> [REQUIRED WORK]:
Swap every "innermost" in the material below for "central" and reproduce everything else unchanged. Leave the pictures out of your answer.
::::::::::
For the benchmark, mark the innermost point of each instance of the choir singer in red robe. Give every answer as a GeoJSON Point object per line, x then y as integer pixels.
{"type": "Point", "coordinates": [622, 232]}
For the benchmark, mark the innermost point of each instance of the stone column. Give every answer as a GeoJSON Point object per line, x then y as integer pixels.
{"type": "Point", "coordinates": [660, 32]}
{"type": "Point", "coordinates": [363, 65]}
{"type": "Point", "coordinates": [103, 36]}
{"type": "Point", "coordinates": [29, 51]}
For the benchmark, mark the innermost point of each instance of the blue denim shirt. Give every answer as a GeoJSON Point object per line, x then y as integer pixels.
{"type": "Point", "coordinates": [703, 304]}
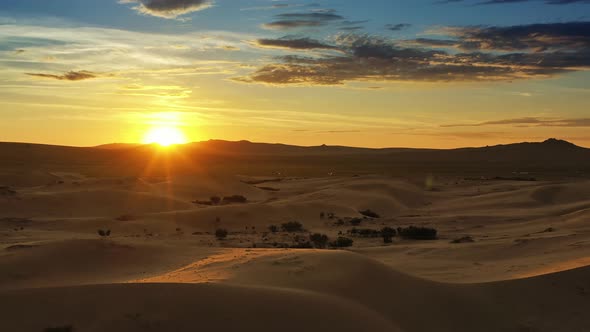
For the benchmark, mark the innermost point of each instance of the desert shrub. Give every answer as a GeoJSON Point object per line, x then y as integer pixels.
{"type": "Point", "coordinates": [417, 233]}
{"type": "Point", "coordinates": [301, 245]}
{"type": "Point", "coordinates": [202, 202]}
{"type": "Point", "coordinates": [341, 242]}
{"type": "Point", "coordinates": [355, 221]}
{"type": "Point", "coordinates": [319, 240]}
{"type": "Point", "coordinates": [292, 226]}
{"type": "Point", "coordinates": [388, 233]}
{"type": "Point", "coordinates": [67, 328]}
{"type": "Point", "coordinates": [365, 232]}
{"type": "Point", "coordinates": [234, 199]}
{"type": "Point", "coordinates": [465, 239]}
{"type": "Point", "coordinates": [221, 233]}
{"type": "Point", "coordinates": [369, 213]}
{"type": "Point", "coordinates": [104, 233]}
::::::::::
> [SOLUTION BELOW]:
For the benchmark, mark the central point of each instance of the choir singer in red robe. Give every answer as a GeoJSON Point object per line, x then y as integer pixels.
{"type": "Point", "coordinates": [622, 232]}
For the benchmark, mark the central point of each instance of the stone column. Give every answer as a GeoJSON Point object per line, x then y as integer pixels.
{"type": "Point", "coordinates": [660, 32]}
{"type": "Point", "coordinates": [363, 65]}
{"type": "Point", "coordinates": [103, 36]}
{"type": "Point", "coordinates": [29, 51]}
For the benchmark, mark the central point of each instance of the blue denim shirt. Give every answer as a GeoJSON Point object per line, x then y as integer pixels.
{"type": "Point", "coordinates": [703, 304]}
For the benchmark, mark the central point of each instance of the desert shrub. Give every answer as a GeoJSON Point object per line, x then y as integer pixels.
{"type": "Point", "coordinates": [417, 233]}
{"type": "Point", "coordinates": [301, 245]}
{"type": "Point", "coordinates": [202, 202]}
{"type": "Point", "coordinates": [341, 242]}
{"type": "Point", "coordinates": [355, 221]}
{"type": "Point", "coordinates": [319, 240]}
{"type": "Point", "coordinates": [292, 226]}
{"type": "Point", "coordinates": [388, 233]}
{"type": "Point", "coordinates": [67, 328]}
{"type": "Point", "coordinates": [365, 232]}
{"type": "Point", "coordinates": [234, 199]}
{"type": "Point", "coordinates": [465, 239]}
{"type": "Point", "coordinates": [221, 233]}
{"type": "Point", "coordinates": [369, 213]}
{"type": "Point", "coordinates": [104, 233]}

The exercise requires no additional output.